■ **Given problem**
Sum up the passage on AlexNet and ResNets in three sentences.

BEGIN Page text

Figure 1.12: Advances in the ImageNet Classification Challenge [118, 307].

1.3.9 AlexNet: A Revolution in Computer Vision (2012)

The success of AlexNet in the 2012 ImageNet Large Scale Visual Recognition Challenge (ILSVRC) was a turning point in computer vision. Developed by Alex Krizhevsky, Ilya Sutskever, and Geoffrey Hinton, AlexNet achieved a top-5 error rate of 16%, significantly outperforming the runner-up at 26% [307]. This achievement demonstrated the practical power of deep learning, establishing convolutional neural networks (CNNs) as the dominant paradigm for computer vision.

Key innovations in AlexNet included:

GPU Acceleration: AlexNet utilized NVIDIA GTX 580 GPUs for parallelized training, making large-scale deep learning computationally feasible for the first time.
Rectified Linear Units (ReLU): By addressing the vanishing gradient problem, ReLU activation functions allowed for faster convergence and deeper architectures.
Dropout Regularization: This technique reduced overfitting by randomly deactivating neurons during training, improving model generalization.
Data Augmentation: Methods such as random cropping and flipping artificially expanded the training dataset, mitigating overfitting and enhancing robustness.
Deep Architecture: AlexNet’s eight-layer design enabled hierarchical feature extraction, capturing increasingly abstract patterns in visual data.

Figure 1.13: AlexNet’s performance in the 2012 ImageNet Challenge, showcasing its revolutionary impact on deep learning [307].

AlexNet’s success not only popularized GPUs for training but also showcased the potential of deep learning to outperform traditional methods on complex visual tasks. It set the stage for a wave of transformative innovations in the years that followed.

Building on AlexNet: Evolution of CNNs and Beyond

The success of AlexNet in 2012 catalyzed a wave of advancements in convolutional neural networks (CNNs), setting the stage for deeper architectures, new paradigms, and transformative innovations in neural network design.

ResNets and Deeper CNN Architectures (2015)

While AlexNet showcased the power of deep CNNs, increasing network depth introduced the vanishing gradient problem, where gradients diminish as they propagate backward through the network, impeding effective training. This challenge was addressed by Residual Networks (ResNets), proposed by He et al. in 2015 [206], which introduced skip connections (or residual connections). These connections allowed gradients to bypass certain layers, ensuring stable training even in networks with hundreds or thousands of layers.

ResNets demonstrated that very deep networks could achieve superior performance without overfitting, achieving state-of-the-art results in tasks like image classification and object detection. The success of ResNets established deep residual learning as a cornerstone of modern deep learning.

END Page text
BEGIN Provided data

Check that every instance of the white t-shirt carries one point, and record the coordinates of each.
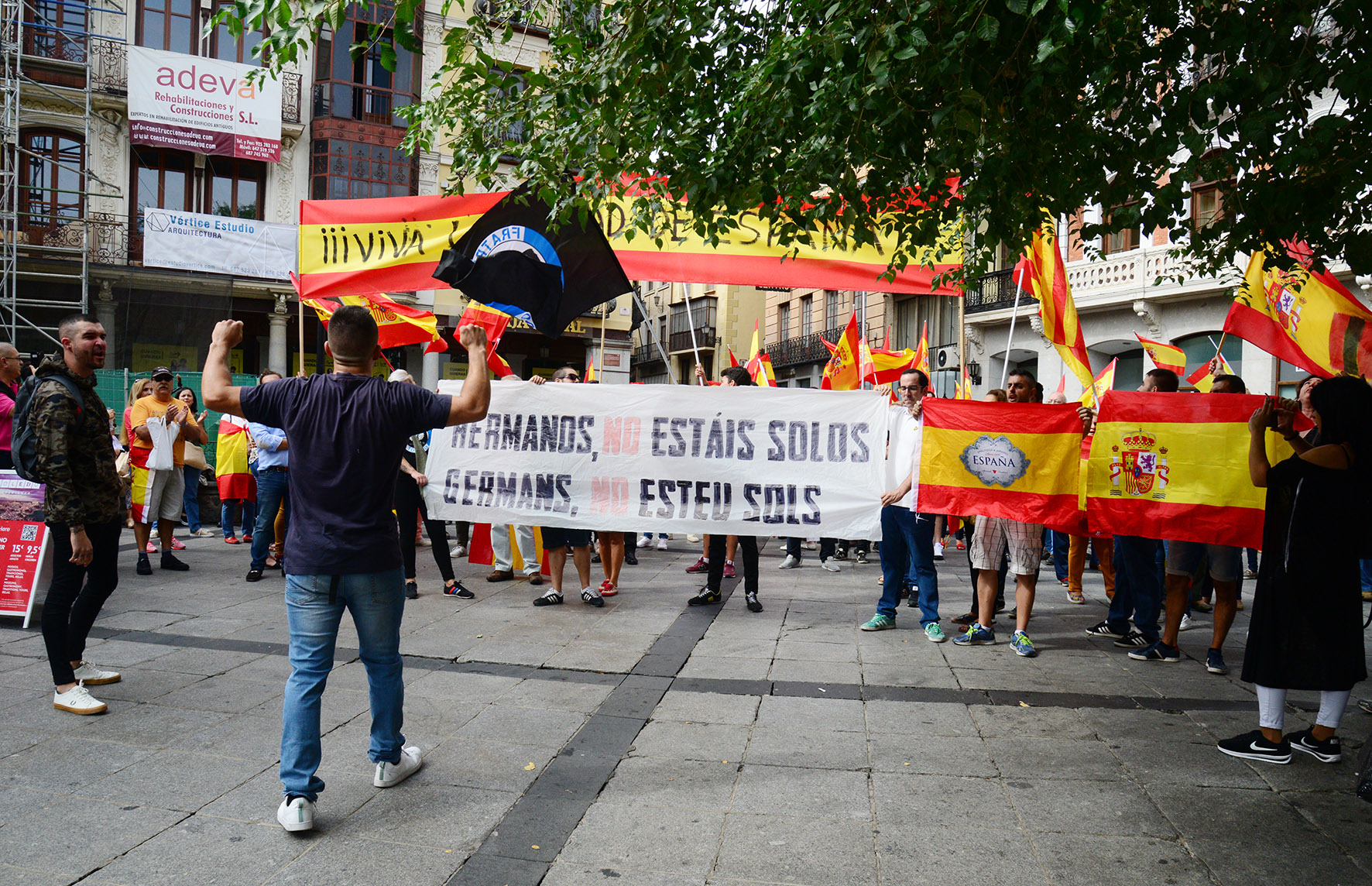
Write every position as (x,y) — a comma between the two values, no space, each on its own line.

END Provided data

■ **Worked answer**
AlexNet, developed by Alex Krizhevsky, Ilya Sutskever, and Geoffrey Hinton, reached a top-5 error rate of 16% in the 2012 ImageNet challenge, well ahead of the runner-up's 26%, and made convolutional neural networks the dominant approach in computer vision. Its key innovations were GPU training, ReLU activation functions, dropout, data augmentation, and an eight-layer design. In 2015, He et al. introduced ResNets, whose skip connections let gradients bypass layers to get around the vanishing gradient problem, which allowed stable training of very deep networks and made deep residual learning a cornerstone of modern deep learning.